• _GIVEN EXERCISE_: Extract the complete listing and output it unchanged.

• _THE RECORDS_:
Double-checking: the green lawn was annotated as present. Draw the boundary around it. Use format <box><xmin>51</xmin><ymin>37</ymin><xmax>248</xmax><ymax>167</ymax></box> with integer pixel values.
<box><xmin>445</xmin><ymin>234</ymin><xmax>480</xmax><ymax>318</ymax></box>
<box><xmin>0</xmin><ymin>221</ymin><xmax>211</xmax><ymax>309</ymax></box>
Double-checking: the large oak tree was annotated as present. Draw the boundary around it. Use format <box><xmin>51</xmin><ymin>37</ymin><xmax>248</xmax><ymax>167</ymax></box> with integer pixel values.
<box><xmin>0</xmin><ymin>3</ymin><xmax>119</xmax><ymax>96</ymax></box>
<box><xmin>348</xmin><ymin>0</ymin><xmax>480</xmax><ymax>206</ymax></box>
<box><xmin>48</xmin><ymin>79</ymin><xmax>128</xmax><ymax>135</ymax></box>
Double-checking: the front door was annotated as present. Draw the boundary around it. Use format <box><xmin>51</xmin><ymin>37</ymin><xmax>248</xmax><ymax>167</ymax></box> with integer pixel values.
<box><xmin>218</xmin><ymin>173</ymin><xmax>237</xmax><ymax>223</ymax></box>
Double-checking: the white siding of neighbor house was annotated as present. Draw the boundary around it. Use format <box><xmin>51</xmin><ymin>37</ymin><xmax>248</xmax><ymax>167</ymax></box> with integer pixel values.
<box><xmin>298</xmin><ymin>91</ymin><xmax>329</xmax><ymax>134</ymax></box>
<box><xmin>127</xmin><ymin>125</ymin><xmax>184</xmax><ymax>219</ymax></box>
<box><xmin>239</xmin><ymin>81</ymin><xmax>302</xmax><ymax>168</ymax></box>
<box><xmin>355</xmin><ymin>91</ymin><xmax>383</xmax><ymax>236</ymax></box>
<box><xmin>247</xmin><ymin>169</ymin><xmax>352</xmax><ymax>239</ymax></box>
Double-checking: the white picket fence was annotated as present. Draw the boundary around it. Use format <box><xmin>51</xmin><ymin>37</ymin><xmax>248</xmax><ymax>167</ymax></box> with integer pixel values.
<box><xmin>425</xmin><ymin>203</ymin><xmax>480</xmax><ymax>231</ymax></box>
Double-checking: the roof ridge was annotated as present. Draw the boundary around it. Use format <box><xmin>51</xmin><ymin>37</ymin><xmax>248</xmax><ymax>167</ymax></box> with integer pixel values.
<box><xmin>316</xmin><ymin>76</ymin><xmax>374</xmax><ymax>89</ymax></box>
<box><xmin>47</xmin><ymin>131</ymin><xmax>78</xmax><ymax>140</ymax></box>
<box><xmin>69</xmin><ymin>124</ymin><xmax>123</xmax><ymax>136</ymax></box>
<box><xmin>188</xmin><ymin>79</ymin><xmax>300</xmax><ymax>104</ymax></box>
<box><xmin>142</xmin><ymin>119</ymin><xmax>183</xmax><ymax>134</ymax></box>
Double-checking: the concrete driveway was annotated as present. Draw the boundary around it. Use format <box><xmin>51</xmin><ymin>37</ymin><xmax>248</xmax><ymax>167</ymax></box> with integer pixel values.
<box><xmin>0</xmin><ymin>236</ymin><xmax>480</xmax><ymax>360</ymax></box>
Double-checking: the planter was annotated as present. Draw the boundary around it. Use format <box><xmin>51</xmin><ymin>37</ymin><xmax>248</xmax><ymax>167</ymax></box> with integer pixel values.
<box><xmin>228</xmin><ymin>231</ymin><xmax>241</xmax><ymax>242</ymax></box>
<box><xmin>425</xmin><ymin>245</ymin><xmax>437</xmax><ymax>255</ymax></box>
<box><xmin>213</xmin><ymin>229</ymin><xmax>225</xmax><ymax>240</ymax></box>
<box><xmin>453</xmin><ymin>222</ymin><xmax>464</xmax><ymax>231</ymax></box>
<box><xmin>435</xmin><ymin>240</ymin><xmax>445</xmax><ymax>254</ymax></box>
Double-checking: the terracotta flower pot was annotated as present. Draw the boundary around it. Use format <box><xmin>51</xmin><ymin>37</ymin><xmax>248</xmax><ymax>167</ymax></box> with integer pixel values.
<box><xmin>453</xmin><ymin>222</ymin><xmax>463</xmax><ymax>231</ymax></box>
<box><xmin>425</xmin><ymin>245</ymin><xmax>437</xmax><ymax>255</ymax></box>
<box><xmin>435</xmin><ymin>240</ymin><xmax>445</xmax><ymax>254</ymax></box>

• _FINAL ANSWER_:
Double-checking: the green lawn was annotated as present. Draw the boundary around it. Use format <box><xmin>51</xmin><ymin>37</ymin><xmax>248</xmax><ymax>167</ymax></box> with integer pixel values.
<box><xmin>445</xmin><ymin>234</ymin><xmax>480</xmax><ymax>318</ymax></box>
<box><xmin>0</xmin><ymin>221</ymin><xmax>211</xmax><ymax>309</ymax></box>
Double-checking: the large oak tree was annotated as present. Draw the boundary around it. Use format <box><xmin>51</xmin><ymin>37</ymin><xmax>248</xmax><ymax>167</ymax></box> with integer pixel values.
<box><xmin>0</xmin><ymin>3</ymin><xmax>119</xmax><ymax>96</ymax></box>
<box><xmin>348</xmin><ymin>0</ymin><xmax>480</xmax><ymax>206</ymax></box>
<box><xmin>48</xmin><ymin>79</ymin><xmax>128</xmax><ymax>135</ymax></box>
Double-checking: the front door was annotated as present. Draw the boundary around it. Use format <box><xmin>51</xmin><ymin>37</ymin><xmax>248</xmax><ymax>167</ymax></box> with integer pixel values.
<box><xmin>218</xmin><ymin>173</ymin><xmax>237</xmax><ymax>223</ymax></box>
Double-checking: the white siding of neighbor house was annotated as present. Draw the boundary around it. Use format <box><xmin>51</xmin><ymin>37</ymin><xmax>248</xmax><ymax>167</ymax></box> with integer pixel values.
<box><xmin>298</xmin><ymin>91</ymin><xmax>329</xmax><ymax>134</ymax></box>
<box><xmin>127</xmin><ymin>125</ymin><xmax>184</xmax><ymax>219</ymax></box>
<box><xmin>239</xmin><ymin>81</ymin><xmax>302</xmax><ymax>168</ymax></box>
<box><xmin>355</xmin><ymin>91</ymin><xmax>383</xmax><ymax>236</ymax></box>
<box><xmin>247</xmin><ymin>169</ymin><xmax>352</xmax><ymax>239</ymax></box>
Double-checking: the white picket fence was annotated as present. Draw the boundary around it. Use format <box><xmin>51</xmin><ymin>37</ymin><xmax>248</xmax><ymax>167</ymax></box> with integer pixel values.
<box><xmin>425</xmin><ymin>203</ymin><xmax>480</xmax><ymax>231</ymax></box>
Double-checking: the roof ridge was annotated as present. Draw the boundary around it. Use format <box><xmin>51</xmin><ymin>37</ymin><xmax>248</xmax><ymax>167</ymax></box> with integer pixel values.
<box><xmin>316</xmin><ymin>76</ymin><xmax>374</xmax><ymax>89</ymax></box>
<box><xmin>47</xmin><ymin>131</ymin><xmax>78</xmax><ymax>140</ymax></box>
<box><xmin>69</xmin><ymin>124</ymin><xmax>123</xmax><ymax>136</ymax></box>
<box><xmin>188</xmin><ymin>79</ymin><xmax>300</xmax><ymax>104</ymax></box>
<box><xmin>142</xmin><ymin>119</ymin><xmax>183</xmax><ymax>134</ymax></box>
Double-checking: the concrete driveway was annotated as present. Draw the boundary around it. Use format <box><xmin>51</xmin><ymin>37</ymin><xmax>248</xmax><ymax>167</ymax></box> with integer pixel values.
<box><xmin>0</xmin><ymin>236</ymin><xmax>480</xmax><ymax>360</ymax></box>
Double-checking: the planter was annotated as present. Draw the boundary around it. Use format <box><xmin>51</xmin><ymin>37</ymin><xmax>248</xmax><ymax>167</ymax></box> with integer pixel values.
<box><xmin>228</xmin><ymin>231</ymin><xmax>241</xmax><ymax>242</ymax></box>
<box><xmin>425</xmin><ymin>245</ymin><xmax>437</xmax><ymax>255</ymax></box>
<box><xmin>213</xmin><ymin>229</ymin><xmax>225</xmax><ymax>240</ymax></box>
<box><xmin>453</xmin><ymin>222</ymin><xmax>464</xmax><ymax>231</ymax></box>
<box><xmin>435</xmin><ymin>240</ymin><xmax>445</xmax><ymax>254</ymax></box>
Double-checking: the terracotta flower pot was annotated as present. Draw the boundary around it. Use format <box><xmin>51</xmin><ymin>37</ymin><xmax>248</xmax><ymax>167</ymax></box> with integer pixel values.
<box><xmin>453</xmin><ymin>222</ymin><xmax>463</xmax><ymax>231</ymax></box>
<box><xmin>425</xmin><ymin>245</ymin><xmax>437</xmax><ymax>255</ymax></box>
<box><xmin>435</xmin><ymin>240</ymin><xmax>445</xmax><ymax>254</ymax></box>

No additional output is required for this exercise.